-- Written task --
Copy the lines below word for word, from the line containing "Where can the undergrowth" through the last line, and leave the pictures out of your copy.

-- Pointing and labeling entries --
↓↓↓
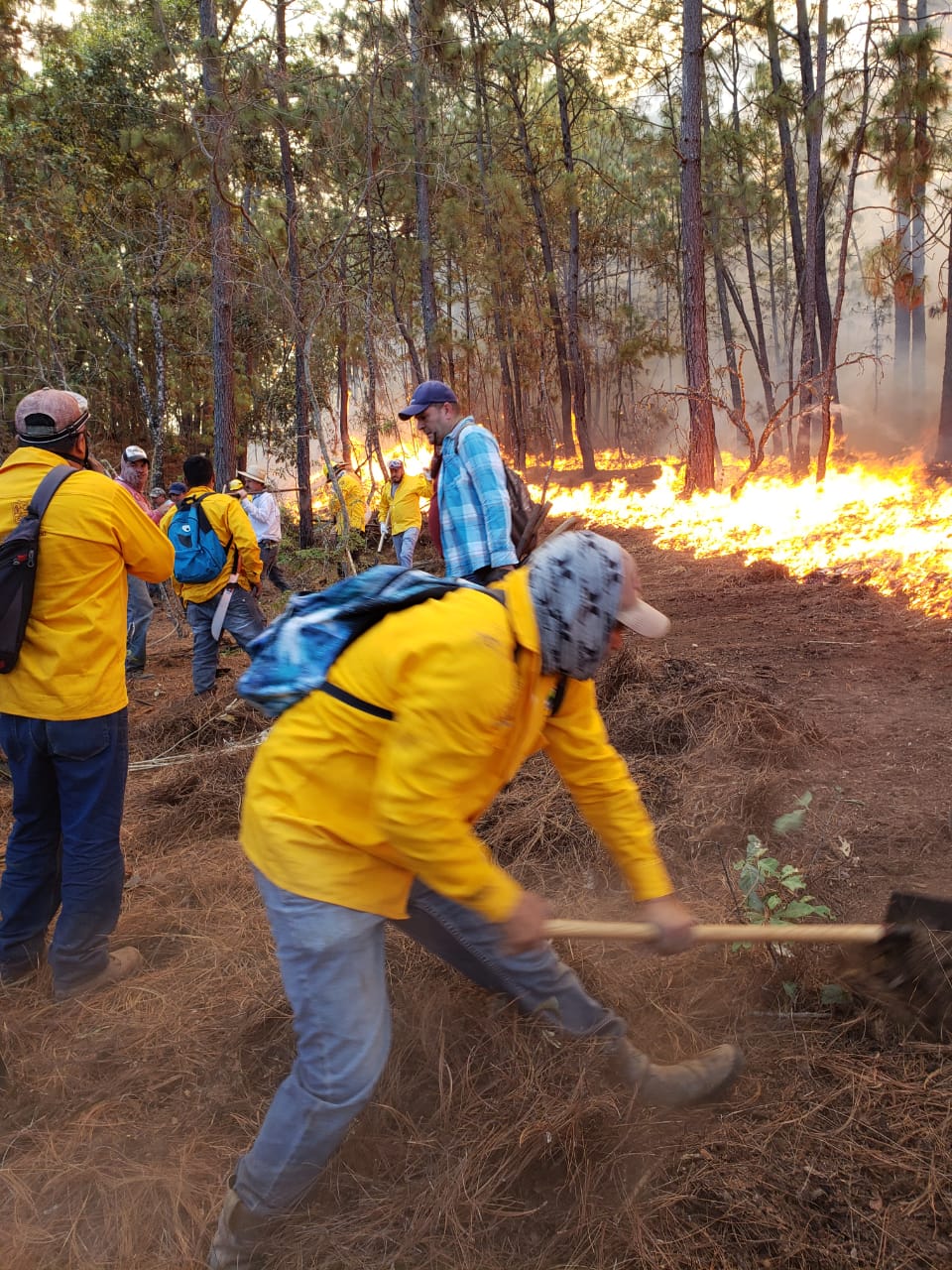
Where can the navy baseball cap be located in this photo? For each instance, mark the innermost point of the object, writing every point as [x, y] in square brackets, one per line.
[429, 393]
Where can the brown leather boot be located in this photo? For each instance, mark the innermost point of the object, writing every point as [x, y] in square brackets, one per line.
[706, 1078]
[121, 965]
[241, 1238]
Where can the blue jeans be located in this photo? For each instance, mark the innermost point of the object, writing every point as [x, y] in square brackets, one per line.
[68, 785]
[139, 615]
[244, 620]
[405, 545]
[333, 968]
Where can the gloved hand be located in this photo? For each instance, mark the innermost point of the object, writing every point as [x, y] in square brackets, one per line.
[674, 921]
[524, 928]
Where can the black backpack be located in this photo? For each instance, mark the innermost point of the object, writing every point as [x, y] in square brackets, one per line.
[19, 557]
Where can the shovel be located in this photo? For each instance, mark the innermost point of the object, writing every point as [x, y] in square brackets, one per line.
[902, 913]
[222, 608]
[909, 955]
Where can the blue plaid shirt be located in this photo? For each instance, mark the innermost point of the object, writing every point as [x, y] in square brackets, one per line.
[475, 518]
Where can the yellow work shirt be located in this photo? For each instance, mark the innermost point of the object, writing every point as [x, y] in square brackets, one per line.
[404, 506]
[348, 808]
[230, 524]
[72, 662]
[354, 500]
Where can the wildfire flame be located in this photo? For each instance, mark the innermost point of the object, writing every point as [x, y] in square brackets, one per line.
[884, 526]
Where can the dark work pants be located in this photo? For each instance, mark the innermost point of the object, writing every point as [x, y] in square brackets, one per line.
[68, 786]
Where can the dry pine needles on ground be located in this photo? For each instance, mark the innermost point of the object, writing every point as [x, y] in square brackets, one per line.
[490, 1142]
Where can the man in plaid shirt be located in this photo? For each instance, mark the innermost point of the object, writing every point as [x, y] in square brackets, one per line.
[475, 517]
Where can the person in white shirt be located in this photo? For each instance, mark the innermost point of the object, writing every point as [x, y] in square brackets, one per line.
[262, 508]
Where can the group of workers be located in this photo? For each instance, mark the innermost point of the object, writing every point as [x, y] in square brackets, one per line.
[361, 803]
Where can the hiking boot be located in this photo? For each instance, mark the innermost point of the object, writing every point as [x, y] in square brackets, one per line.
[121, 965]
[241, 1238]
[676, 1084]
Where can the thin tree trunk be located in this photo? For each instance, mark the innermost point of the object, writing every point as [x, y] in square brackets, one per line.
[849, 203]
[699, 471]
[424, 232]
[343, 371]
[225, 451]
[492, 232]
[920, 141]
[943, 443]
[302, 430]
[904, 286]
[555, 309]
[814, 140]
[574, 340]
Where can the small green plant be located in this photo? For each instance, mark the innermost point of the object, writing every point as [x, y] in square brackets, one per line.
[774, 892]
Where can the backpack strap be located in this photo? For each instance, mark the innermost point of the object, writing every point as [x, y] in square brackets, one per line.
[46, 489]
[204, 526]
[356, 702]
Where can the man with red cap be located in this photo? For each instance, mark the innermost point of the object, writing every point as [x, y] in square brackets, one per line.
[62, 707]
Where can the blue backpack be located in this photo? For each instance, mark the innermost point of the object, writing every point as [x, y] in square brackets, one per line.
[199, 553]
[294, 656]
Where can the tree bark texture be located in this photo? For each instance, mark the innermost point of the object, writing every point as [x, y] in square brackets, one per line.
[699, 472]
[302, 431]
[424, 232]
[216, 130]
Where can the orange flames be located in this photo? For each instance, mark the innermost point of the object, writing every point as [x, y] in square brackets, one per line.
[885, 526]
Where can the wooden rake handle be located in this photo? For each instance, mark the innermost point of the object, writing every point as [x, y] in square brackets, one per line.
[774, 933]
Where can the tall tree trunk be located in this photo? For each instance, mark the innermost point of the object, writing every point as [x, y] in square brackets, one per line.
[424, 234]
[576, 363]
[302, 429]
[343, 367]
[490, 230]
[920, 141]
[216, 130]
[904, 285]
[814, 108]
[943, 444]
[555, 309]
[787, 158]
[699, 471]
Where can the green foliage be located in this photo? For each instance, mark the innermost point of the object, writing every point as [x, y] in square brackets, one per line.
[774, 892]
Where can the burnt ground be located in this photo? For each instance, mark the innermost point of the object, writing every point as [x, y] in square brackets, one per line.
[490, 1143]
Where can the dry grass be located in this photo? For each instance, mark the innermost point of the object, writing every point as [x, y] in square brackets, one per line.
[492, 1143]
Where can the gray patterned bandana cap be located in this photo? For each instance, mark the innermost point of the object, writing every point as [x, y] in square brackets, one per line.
[575, 583]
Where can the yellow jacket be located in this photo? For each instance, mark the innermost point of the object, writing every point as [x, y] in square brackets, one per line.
[405, 504]
[347, 808]
[231, 524]
[354, 500]
[71, 665]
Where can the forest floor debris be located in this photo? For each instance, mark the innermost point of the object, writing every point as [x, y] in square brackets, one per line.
[492, 1143]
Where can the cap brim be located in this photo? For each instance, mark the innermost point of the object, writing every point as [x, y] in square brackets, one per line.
[644, 620]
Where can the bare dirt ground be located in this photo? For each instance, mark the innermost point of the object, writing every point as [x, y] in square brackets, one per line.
[490, 1143]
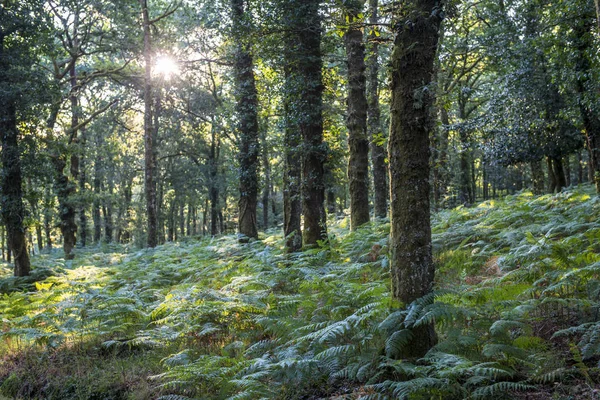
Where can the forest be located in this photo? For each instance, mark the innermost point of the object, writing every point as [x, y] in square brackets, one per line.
[299, 199]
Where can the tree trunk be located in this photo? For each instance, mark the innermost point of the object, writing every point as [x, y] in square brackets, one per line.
[149, 156]
[376, 135]
[11, 203]
[311, 122]
[567, 165]
[537, 177]
[247, 113]
[559, 173]
[412, 269]
[579, 168]
[267, 185]
[358, 142]
[552, 178]
[82, 189]
[64, 192]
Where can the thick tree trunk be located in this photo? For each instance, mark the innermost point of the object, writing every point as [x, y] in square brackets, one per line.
[358, 142]
[559, 173]
[412, 269]
[247, 113]
[376, 135]
[537, 177]
[149, 135]
[11, 203]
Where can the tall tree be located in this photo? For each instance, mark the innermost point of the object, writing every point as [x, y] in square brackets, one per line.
[413, 56]
[18, 42]
[303, 106]
[149, 151]
[376, 136]
[358, 142]
[247, 114]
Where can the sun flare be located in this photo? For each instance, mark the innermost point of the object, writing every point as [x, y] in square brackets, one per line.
[166, 66]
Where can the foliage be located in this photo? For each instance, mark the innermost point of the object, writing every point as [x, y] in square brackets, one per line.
[515, 308]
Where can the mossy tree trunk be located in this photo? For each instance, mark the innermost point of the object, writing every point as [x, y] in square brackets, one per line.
[247, 113]
[304, 189]
[413, 55]
[358, 141]
[11, 204]
[376, 135]
[149, 156]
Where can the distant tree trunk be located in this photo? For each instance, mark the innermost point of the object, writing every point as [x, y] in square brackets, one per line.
[589, 116]
[11, 203]
[64, 192]
[441, 159]
[567, 165]
[308, 73]
[411, 262]
[214, 183]
[82, 189]
[108, 215]
[579, 168]
[559, 173]
[376, 135]
[465, 170]
[552, 178]
[537, 177]
[267, 184]
[358, 142]
[2, 242]
[247, 113]
[149, 152]
[48, 218]
[171, 222]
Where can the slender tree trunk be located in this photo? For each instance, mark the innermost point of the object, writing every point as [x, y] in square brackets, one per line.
[376, 135]
[247, 113]
[108, 216]
[552, 178]
[537, 177]
[411, 262]
[559, 173]
[149, 156]
[579, 168]
[267, 185]
[11, 203]
[567, 165]
[590, 118]
[64, 192]
[2, 242]
[358, 142]
[82, 181]
[311, 122]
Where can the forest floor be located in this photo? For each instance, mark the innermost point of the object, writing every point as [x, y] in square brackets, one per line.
[516, 309]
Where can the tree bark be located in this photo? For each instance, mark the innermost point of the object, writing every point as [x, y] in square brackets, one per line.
[376, 134]
[149, 156]
[358, 142]
[247, 113]
[537, 177]
[11, 203]
[590, 118]
[412, 269]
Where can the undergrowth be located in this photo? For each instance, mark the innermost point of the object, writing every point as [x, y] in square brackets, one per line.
[515, 307]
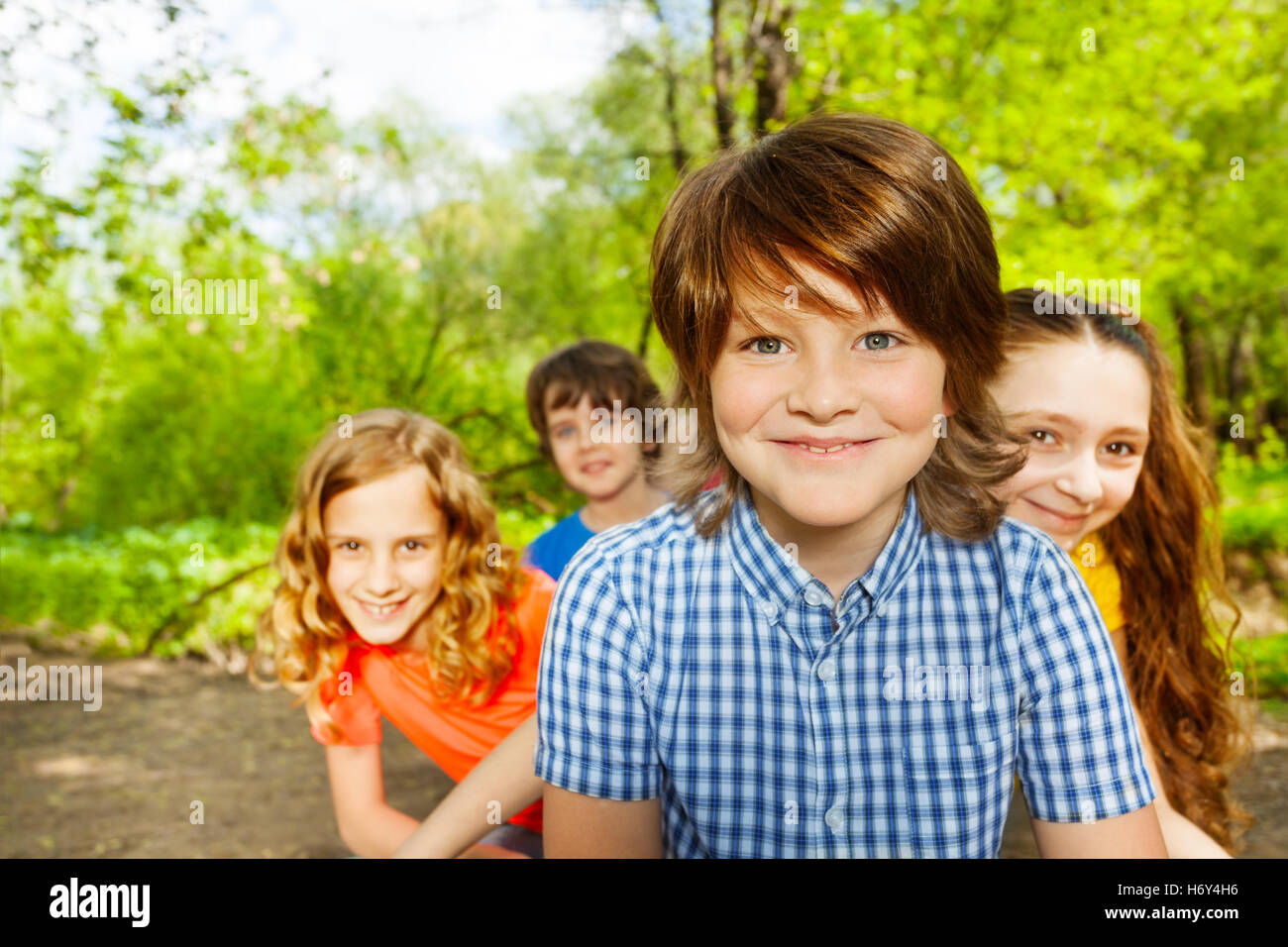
↑↑↑
-- Completed exercise --
Where can the undergrowth be located in this photo? For each instance, mark the innermost point of the object, writing every point as [x, y] in square brackets, one per line.
[515, 307]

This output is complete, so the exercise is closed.